Segment Start: SUPPLIED MATERIAL
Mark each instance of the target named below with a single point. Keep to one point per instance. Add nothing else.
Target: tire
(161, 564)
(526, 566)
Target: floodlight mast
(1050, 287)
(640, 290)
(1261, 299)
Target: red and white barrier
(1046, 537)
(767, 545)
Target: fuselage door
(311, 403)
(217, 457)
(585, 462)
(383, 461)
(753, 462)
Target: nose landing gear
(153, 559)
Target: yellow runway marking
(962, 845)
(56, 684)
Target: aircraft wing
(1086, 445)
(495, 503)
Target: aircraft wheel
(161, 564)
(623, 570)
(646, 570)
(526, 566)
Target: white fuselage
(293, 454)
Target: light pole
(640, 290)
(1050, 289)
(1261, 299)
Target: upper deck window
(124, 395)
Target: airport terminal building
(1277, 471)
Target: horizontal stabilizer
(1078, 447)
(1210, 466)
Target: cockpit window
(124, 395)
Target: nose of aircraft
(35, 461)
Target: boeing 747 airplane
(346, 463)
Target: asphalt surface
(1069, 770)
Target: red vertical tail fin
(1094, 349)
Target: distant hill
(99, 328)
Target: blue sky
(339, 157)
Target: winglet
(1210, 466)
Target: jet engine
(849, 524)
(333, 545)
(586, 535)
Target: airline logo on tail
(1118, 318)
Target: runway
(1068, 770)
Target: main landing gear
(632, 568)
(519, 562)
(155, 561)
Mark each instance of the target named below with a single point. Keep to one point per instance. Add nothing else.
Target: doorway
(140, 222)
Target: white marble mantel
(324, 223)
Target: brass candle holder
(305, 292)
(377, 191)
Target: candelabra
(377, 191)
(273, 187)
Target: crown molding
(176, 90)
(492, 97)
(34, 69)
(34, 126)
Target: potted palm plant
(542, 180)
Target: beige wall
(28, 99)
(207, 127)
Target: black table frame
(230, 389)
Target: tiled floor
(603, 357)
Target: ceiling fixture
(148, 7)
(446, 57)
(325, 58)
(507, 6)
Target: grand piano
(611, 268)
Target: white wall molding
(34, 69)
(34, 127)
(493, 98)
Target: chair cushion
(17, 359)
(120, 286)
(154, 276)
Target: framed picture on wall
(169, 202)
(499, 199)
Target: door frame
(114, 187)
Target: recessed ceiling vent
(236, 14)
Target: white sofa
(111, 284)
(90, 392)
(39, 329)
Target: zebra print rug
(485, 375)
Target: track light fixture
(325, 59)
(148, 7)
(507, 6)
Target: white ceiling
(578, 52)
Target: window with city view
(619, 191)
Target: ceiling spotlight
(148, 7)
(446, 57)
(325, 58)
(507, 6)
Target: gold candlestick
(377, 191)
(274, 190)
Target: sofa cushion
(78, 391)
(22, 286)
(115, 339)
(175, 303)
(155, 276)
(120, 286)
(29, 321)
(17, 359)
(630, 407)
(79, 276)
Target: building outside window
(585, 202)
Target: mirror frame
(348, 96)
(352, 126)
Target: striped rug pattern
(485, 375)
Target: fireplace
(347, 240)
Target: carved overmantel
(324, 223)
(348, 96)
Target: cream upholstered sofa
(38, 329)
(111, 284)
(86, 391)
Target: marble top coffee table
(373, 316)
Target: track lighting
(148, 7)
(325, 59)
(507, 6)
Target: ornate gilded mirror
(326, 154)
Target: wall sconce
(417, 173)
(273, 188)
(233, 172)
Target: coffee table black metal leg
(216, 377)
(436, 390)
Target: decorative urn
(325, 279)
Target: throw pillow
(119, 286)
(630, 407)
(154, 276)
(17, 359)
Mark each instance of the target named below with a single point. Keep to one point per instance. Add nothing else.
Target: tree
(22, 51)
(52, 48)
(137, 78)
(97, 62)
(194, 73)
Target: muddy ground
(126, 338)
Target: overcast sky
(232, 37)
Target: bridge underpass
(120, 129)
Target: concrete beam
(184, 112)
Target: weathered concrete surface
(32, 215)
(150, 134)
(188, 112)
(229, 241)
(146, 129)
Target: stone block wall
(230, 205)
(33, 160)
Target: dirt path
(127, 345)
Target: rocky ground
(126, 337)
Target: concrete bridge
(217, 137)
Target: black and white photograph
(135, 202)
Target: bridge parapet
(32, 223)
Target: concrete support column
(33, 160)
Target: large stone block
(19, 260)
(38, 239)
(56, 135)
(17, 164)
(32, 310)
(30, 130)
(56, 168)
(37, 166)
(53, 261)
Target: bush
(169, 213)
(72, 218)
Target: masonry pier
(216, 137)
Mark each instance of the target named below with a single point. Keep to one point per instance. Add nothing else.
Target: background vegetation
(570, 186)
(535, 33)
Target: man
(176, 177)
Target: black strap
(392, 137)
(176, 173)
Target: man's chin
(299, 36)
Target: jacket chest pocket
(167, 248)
Segment End: SUPPLIED MATERIAL
§ **EXERCISE DIRECTIONS**
An exact, complete copy of the data is the only acceptable answer.

§ **WRITTEN SOLUTION**
Mark each instance of the target named below with a single point. Keep to one point per instance. Add nothing else.
Target: tire
(161, 564)
(526, 566)
Target: floodlight mast
(1050, 287)
(640, 290)
(1261, 299)
Target: red and white barrier
(1046, 537)
(767, 545)
Target: fuselage door
(311, 403)
(217, 457)
(585, 462)
(383, 461)
(753, 462)
Target: nose landing gear
(153, 559)
Target: yellow runway marking
(962, 845)
(56, 684)
Target: aircraft wing
(1086, 445)
(495, 503)
Target: aircraft wheel
(161, 564)
(623, 570)
(646, 570)
(526, 566)
Target: white fuselage
(293, 454)
Target: light pole
(640, 290)
(1050, 289)
(1261, 299)
Target: upper deck window
(124, 395)
Target: airport terminal building
(1277, 471)
Target: horizontal stabilizer
(1078, 447)
(1210, 466)
Target: cockpit window
(124, 395)
Target: nose of aircraft
(35, 461)
Target: boeing 747 airplane
(346, 463)
Target: asphalt surface
(1069, 770)
Target: red vertical tail fin
(1094, 349)
Target: distant hill
(99, 328)
Target: blue sky
(339, 157)
Target: winglet
(1210, 466)
Target: jet engine
(849, 524)
(333, 545)
(586, 535)
Target: airline logo on tail
(1118, 318)
Target: runway
(1068, 770)
Target: main landing gear
(632, 568)
(519, 562)
(155, 561)
Mark each instance of the target named below with a single point. Keep to one point per instance. Add nothing else.
Target: doorway
(140, 222)
Target: white marble mantel
(324, 223)
Target: brass candle holder
(305, 292)
(377, 191)
Target: candelabra
(377, 191)
(273, 187)
Target: crown molding
(176, 90)
(492, 97)
(34, 69)
(34, 126)
Target: potted palm plant
(542, 180)
Target: beige wall
(28, 99)
(207, 127)
Target: black table frame
(230, 389)
Target: tiled floor
(603, 357)
Target: ceiling fixture
(148, 7)
(446, 57)
(325, 58)
(507, 6)
Target: grand piano
(611, 268)
Target: white wall molding
(34, 69)
(34, 127)
(493, 98)
Target: chair cushion
(17, 359)
(120, 286)
(154, 276)
Target: framed picture on wall
(169, 202)
(499, 199)
Target: door frame
(114, 187)
Target: recessed ceiling vent
(236, 14)
Target: white sofa
(111, 284)
(90, 392)
(39, 329)
Target: zebra print rug
(485, 375)
Target: track light fixture
(325, 59)
(148, 7)
(507, 6)
Target: white ceiling
(578, 52)
Target: window with city view
(619, 191)
Target: ceiling spotlight
(148, 7)
(446, 57)
(325, 58)
(507, 6)
Target: gold candlestick
(377, 191)
(274, 190)
Target: sofa cushion
(78, 391)
(22, 286)
(115, 339)
(175, 303)
(155, 276)
(120, 286)
(29, 321)
(17, 359)
(630, 407)
(79, 276)
Target: building outside window
(585, 202)
Target: mirror frame
(348, 96)
(352, 126)
Target: striped rug pattern
(485, 375)
Target: fireplace
(347, 240)
Target: carved overmantel
(324, 223)
(348, 96)
Target: cream upholstered sofa
(38, 329)
(111, 284)
(86, 391)
Target: marble top coffee table
(373, 316)
Target: track lighting
(148, 7)
(325, 59)
(507, 6)
Target: ornate gilded mirror
(326, 154)
Target: wall sconce
(417, 173)
(273, 188)
(233, 172)
Target: coffee table black metal leg
(216, 377)
(436, 390)
Target: decorative urn
(325, 279)
Target: throw pillow
(119, 286)
(630, 407)
(154, 276)
(17, 359)
Mark each instance of the target named below with a single point. Keep to one point per instance. Add nothing else.
Target: tree
(22, 51)
(52, 48)
(137, 78)
(97, 62)
(194, 73)
Target: muddy ground
(126, 338)
Target: overcast sky
(232, 37)
Target: bridge underpass
(120, 129)
Target: concrete beam
(184, 112)
Target: weathered concrete surface
(32, 215)
(150, 134)
(188, 112)
(229, 241)
(146, 129)
Target: stone block wall
(230, 205)
(33, 160)
Target: dirt path
(127, 345)
Target: rocky ground
(126, 337)
Target: concrete bridge
(217, 137)
Target: black and white photograph
(135, 202)
Target: bridge parapet
(32, 223)
Target: concrete support column
(33, 160)
Target: large stone block
(19, 260)
(38, 239)
(56, 135)
(17, 164)
(32, 310)
(30, 130)
(56, 168)
(37, 166)
(53, 261)
Target: bush
(169, 213)
(72, 218)
Target: masonry pier
(216, 137)
Mark each instance of the target named below with a single point. Keep to one point per instance. Add nothing else.
Target: background vegetation
(570, 186)
(535, 33)
Target: man
(176, 177)
Target: black strap
(392, 137)
(176, 173)
Target: man's chin
(299, 36)
Target: jacket chest pocket
(167, 248)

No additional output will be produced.